- Collected data entries
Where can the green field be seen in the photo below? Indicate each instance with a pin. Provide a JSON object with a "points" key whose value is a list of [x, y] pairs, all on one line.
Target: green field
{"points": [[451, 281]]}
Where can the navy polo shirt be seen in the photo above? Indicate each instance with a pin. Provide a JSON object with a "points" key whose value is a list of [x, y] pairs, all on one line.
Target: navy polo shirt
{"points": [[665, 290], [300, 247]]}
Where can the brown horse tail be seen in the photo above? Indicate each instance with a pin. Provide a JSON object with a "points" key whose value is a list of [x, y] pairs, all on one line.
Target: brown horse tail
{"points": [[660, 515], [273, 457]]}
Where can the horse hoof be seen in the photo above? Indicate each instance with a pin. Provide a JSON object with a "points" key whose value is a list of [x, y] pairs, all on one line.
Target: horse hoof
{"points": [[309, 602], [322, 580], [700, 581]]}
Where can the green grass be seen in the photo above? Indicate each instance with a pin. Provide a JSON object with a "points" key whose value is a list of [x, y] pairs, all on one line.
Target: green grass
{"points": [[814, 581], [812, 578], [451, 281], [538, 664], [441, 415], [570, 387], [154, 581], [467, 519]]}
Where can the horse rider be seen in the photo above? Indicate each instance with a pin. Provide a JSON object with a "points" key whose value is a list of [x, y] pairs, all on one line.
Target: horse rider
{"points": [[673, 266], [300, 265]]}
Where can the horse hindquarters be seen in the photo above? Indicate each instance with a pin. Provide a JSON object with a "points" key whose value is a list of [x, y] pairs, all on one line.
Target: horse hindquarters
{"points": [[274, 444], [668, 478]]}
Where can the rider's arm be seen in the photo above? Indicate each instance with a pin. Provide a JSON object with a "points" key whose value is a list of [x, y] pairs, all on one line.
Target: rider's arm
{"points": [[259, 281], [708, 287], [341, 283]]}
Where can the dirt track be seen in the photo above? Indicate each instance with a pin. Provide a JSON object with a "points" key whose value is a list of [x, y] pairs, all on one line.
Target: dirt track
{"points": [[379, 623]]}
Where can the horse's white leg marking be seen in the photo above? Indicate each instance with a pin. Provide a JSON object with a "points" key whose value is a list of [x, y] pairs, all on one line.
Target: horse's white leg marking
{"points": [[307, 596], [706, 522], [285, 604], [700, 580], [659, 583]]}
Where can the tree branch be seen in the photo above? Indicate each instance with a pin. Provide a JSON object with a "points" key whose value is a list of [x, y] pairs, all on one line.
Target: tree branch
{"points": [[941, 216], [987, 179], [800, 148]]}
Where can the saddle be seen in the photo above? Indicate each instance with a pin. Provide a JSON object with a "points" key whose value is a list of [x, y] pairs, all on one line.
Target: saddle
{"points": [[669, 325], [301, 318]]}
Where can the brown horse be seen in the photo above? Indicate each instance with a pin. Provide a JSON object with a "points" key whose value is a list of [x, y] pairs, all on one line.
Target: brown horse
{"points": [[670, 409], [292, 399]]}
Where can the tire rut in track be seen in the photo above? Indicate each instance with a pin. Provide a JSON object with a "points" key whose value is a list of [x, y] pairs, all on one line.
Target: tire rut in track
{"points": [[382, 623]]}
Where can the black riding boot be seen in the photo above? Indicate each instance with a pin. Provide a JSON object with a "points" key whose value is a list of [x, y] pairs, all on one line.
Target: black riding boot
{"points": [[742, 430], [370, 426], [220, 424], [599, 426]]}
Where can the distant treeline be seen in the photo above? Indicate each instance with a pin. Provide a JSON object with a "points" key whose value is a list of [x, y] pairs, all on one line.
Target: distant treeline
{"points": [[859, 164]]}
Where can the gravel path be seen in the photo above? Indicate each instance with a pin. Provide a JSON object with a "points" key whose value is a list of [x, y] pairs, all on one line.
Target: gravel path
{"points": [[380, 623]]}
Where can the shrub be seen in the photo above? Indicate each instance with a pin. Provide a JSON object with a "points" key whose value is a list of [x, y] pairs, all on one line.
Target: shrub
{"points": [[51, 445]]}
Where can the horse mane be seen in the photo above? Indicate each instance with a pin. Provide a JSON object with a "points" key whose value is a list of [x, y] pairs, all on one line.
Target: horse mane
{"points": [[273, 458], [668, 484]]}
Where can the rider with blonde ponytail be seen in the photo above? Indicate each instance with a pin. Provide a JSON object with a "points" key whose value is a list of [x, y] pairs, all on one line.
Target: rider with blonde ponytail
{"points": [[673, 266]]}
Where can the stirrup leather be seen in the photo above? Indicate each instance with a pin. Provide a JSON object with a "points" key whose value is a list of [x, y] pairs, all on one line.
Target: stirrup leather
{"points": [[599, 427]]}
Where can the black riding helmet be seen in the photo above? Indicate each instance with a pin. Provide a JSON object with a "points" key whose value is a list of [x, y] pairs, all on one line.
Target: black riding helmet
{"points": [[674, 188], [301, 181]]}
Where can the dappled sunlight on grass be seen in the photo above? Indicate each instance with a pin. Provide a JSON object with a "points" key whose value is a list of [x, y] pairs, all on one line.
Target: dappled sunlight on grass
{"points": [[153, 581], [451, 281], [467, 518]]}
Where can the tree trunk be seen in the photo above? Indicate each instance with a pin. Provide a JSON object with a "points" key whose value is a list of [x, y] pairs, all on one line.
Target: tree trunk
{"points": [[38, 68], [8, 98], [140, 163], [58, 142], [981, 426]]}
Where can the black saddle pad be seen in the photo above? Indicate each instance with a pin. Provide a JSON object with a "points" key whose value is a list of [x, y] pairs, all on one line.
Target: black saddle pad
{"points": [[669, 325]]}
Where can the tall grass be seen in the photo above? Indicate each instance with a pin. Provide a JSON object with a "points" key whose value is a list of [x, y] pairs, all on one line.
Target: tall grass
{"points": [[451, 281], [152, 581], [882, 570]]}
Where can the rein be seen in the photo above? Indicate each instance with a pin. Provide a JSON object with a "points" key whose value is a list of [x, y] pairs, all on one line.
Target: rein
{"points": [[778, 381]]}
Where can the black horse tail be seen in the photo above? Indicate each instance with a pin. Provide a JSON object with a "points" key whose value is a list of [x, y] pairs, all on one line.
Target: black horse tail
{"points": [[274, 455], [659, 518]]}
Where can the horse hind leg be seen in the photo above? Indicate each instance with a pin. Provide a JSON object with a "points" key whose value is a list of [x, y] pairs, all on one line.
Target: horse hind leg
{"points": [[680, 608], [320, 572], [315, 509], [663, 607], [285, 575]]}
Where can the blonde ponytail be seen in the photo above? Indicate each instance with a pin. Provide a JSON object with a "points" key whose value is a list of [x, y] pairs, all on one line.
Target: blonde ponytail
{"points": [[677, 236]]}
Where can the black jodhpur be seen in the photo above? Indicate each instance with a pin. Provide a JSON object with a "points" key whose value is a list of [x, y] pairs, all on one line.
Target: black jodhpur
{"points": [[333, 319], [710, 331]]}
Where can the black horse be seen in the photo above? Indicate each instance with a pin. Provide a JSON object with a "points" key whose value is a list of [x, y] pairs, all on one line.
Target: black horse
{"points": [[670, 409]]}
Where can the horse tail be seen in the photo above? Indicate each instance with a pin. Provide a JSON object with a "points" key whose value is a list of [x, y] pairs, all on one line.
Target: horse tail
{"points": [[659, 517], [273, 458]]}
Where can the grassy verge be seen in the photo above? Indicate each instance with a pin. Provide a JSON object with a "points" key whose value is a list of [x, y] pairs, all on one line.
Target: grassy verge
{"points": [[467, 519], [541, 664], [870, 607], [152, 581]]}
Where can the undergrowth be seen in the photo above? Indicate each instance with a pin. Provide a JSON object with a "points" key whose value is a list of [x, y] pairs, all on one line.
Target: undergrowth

- OBJECTIVE
Set down exactly what runs from the line with "Where can the horse tail" to the last line of the data above, including both of those lines and no others.

- EXERCISE OUTPUT
Where can the horse tail be seen in the photo above? Indicate each instance with a pin. Provide a JSON object with a "points" key whose value is a list of [x, y] pairs, all on one line.
Target: horse tail
{"points": [[659, 517], [273, 458]]}
Where can the grassy verge be seen in the photo above? Indicate each instance with a pin. Provide a JSON object with a "points" key whose value is a list of [x, y] pairs, all on one line.
Target: grassy verge
{"points": [[467, 519], [541, 664], [870, 607], [152, 581]]}
Where can the undergrowth be seen in the photo above? Indicate each instance with a pin. Provide a JSON object with a "points" key whose value is a list of [x, y] pairs, all on one line.
Target: undergrowth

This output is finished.